Record set:

◇ ◇ ◇ ◇ ◇ ◇ ◇

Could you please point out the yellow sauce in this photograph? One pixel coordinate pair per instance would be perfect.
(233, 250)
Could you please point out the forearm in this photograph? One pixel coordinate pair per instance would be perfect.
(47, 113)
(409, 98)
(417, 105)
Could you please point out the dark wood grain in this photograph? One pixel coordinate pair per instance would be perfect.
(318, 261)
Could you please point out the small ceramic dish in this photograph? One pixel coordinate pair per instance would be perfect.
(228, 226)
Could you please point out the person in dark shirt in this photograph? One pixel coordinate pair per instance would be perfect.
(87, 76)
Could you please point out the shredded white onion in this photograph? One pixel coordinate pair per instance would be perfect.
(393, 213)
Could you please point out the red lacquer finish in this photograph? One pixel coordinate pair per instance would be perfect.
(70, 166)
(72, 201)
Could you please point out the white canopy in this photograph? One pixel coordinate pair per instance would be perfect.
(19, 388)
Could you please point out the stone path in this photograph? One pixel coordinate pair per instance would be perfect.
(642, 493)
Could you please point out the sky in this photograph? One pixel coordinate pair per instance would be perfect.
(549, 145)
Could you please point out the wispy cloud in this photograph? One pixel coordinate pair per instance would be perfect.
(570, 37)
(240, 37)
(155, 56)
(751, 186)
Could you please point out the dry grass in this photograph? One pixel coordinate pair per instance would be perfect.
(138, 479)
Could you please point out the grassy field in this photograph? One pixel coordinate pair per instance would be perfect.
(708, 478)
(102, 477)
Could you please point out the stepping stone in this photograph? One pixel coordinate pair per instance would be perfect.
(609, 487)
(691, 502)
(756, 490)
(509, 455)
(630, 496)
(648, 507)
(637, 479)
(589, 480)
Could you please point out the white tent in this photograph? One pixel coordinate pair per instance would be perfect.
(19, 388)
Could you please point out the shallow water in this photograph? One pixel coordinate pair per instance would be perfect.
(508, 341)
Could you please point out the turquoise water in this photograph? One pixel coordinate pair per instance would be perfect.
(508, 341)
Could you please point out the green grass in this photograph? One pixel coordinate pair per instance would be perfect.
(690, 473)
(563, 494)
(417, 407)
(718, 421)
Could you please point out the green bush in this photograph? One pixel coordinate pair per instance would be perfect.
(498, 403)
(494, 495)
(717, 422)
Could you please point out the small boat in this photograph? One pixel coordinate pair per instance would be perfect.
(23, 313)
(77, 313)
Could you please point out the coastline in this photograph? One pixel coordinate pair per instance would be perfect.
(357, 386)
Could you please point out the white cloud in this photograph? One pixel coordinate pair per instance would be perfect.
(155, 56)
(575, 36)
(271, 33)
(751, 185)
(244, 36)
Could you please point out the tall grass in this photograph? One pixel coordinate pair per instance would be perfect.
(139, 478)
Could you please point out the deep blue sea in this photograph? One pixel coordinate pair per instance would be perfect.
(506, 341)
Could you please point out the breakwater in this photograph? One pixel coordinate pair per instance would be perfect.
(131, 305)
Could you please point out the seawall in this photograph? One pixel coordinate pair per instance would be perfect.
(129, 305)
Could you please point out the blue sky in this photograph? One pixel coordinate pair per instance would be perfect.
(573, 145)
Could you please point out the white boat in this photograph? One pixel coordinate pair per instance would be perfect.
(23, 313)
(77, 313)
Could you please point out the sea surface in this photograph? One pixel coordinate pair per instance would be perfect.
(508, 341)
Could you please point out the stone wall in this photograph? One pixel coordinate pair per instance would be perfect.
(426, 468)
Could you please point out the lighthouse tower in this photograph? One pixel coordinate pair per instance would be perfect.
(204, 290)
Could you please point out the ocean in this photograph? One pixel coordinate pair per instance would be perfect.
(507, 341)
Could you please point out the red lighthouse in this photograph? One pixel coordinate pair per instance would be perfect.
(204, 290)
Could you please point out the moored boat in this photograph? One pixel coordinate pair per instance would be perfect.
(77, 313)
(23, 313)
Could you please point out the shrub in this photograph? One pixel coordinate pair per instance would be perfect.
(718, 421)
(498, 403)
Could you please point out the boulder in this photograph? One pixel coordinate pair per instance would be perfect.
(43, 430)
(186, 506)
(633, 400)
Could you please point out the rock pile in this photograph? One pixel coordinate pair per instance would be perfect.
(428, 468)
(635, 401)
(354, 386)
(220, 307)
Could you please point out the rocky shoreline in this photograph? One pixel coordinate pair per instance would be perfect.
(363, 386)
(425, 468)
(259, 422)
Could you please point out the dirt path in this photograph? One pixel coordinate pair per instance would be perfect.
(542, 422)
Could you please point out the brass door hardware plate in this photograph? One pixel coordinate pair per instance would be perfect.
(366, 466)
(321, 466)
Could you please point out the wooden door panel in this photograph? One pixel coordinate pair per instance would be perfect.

◇ ◇ ◇ ◇ ◇ ◇ ◇

Written task:
Rewrite all of the entries above, putting "Please mark" in place of every "Could you please point out" and leaving everything else unchanged.

Exercise output:
Please mark the yellow sauce in this photograph? One pixel coordinate pair per instance would be perfect.
(233, 250)
Please mark the forearm in this photograph? One pixel coordinate pair per instance would be perfect.
(47, 113)
(409, 98)
(417, 105)
Please mark the dark wood grain in this photograph? One pixel coordinate pair per instance would be perfect.
(318, 261)
Please mark the small ceramic dish in this photograph? One pixel coordinate pair per instance would be perfect.
(228, 226)
Please mark the person in dark shirt in this photograph? One pixel coordinate pair per instance would be perfect.
(87, 76)
Please mark the shredded white onion in this photograph? One pixel coordinate pair per instance would be perfect.
(393, 213)
Please mark the red lacquer finish in this photograph? One pixel coordinate pair per instance would be perfect.
(70, 166)
(72, 201)
Please mark the white canopy in this photograph? One pixel coordinate pair per instance would be perfect.
(19, 388)
Please mark the stone path in this photograph? One pixel coordinate pair per instance would be perfect.
(642, 493)
Please mark the sky in this photograph? One pixel coordinate pair per instance would be perfect.
(549, 145)
Please mark the wispy cloud in this photograph? One pixel coordinate pair per instance would be perfect.
(570, 37)
(240, 37)
(155, 56)
(751, 186)
Please mark the dry grass in this photograph? One pixel coordinate pair per instance would be perfect.
(138, 479)
Please mark the grassy field in this photograph? One pixel coordinate pair per instance would be perfect.
(708, 478)
(102, 477)
Please mark the stepping stone in this photograph? One pixel coordinate pair per instance would be perfect.
(609, 487)
(691, 502)
(756, 490)
(509, 455)
(630, 496)
(648, 507)
(637, 479)
(589, 480)
Please mark the white tent in this photograph? One pixel coordinate pair per instance would be perfect.
(19, 388)
Please mark the shallow water in this photograph? One pixel coordinate pair per instance would be perfect.
(508, 341)
Please mark the turquoise water in this photograph? One pixel coordinate pair per instance would be perfect.
(508, 341)
Please mark the green grass in this photograph? One pixel coordinate pair per instance would be perfect.
(690, 473)
(563, 494)
(417, 407)
(718, 421)
Please mark the green bush in this photograph? One pixel coordinate pair per instance would be perfect.
(498, 403)
(494, 495)
(717, 422)
Please mark the small boat in this photograph? One pixel coordinate pair per instance would be perfect.
(23, 313)
(77, 313)
Please mark the coastline in this photograph? One pixel coordinate pair per instance would be perfect.
(357, 386)
Please mark the white cloud in this photograph? One pixel coordinate pair per instance would be perfect.
(155, 56)
(575, 36)
(271, 33)
(751, 185)
(244, 36)
Please mark the tall grass in this photograph? One pixel coordinate pair per instance would be perfect.
(139, 478)
Please mark the deep blue sea in this photograph? One pixel coordinate pair per instance would be perfect.
(506, 341)
Please mark the breakwater in this photograph? One pixel coordinate pair per instance would be perfect.
(131, 305)
Please mark the seawall in this photograph? One pixel coordinate pair per instance would be perfect.
(129, 305)
Please mark the blue sky in this photograph? One pixel coordinate pair per instance would be perfect.
(573, 145)
Please mark the white boat in this photograph? One pixel coordinate pair per instance would be perfect.
(23, 313)
(77, 313)
Please mark the sea surface in this photograph? One pixel coordinate pair per instance would be perfect.
(508, 341)
Please mark the stone wall in this photograph? One pixel coordinate pair per instance would be perfect.
(426, 468)
Please mark the lighthouse tower in this photograph? One pixel coordinate pair per instance would be perfect.
(204, 290)
Please mark the ocean in this photograph? One pixel coordinate pair per instance would be perfect.
(507, 341)
Please mark the red lighthouse in this photograph? One pixel coordinate pair per instance would be perfect.
(204, 290)
Please mark the moored boat in this photograph? One pixel coordinate pair per instance would be perfect.
(77, 313)
(23, 313)
Please mark the shrub in this photograph? One pixel coordinate pair per instance would be perfect.
(718, 421)
(498, 403)
Please mark the boulder in this photograph? One pixel coordinate pair per instance would be perfect.
(43, 430)
(186, 506)
(633, 400)
Please mark the rock pile in this photograph? One pixel coordinate pair per instance would be perfect.
(428, 468)
(635, 401)
(354, 386)
(220, 307)
Please mark the rocky shoreline in this photograph? One pixel coordinate pair per instance would be perfect.
(363, 386)
(425, 468)
(259, 422)
Please mark the dirt path in this photograph? One pixel coordinate pair per instance would be perfect.
(542, 422)
Please mark the brass door hardware plate in this photograph? One pixel coordinate pair per instance would be perfect.
(366, 466)
(321, 466)
Please mark the wooden door panel in this photograph? One pixel coordinate pair per instance would be perfect.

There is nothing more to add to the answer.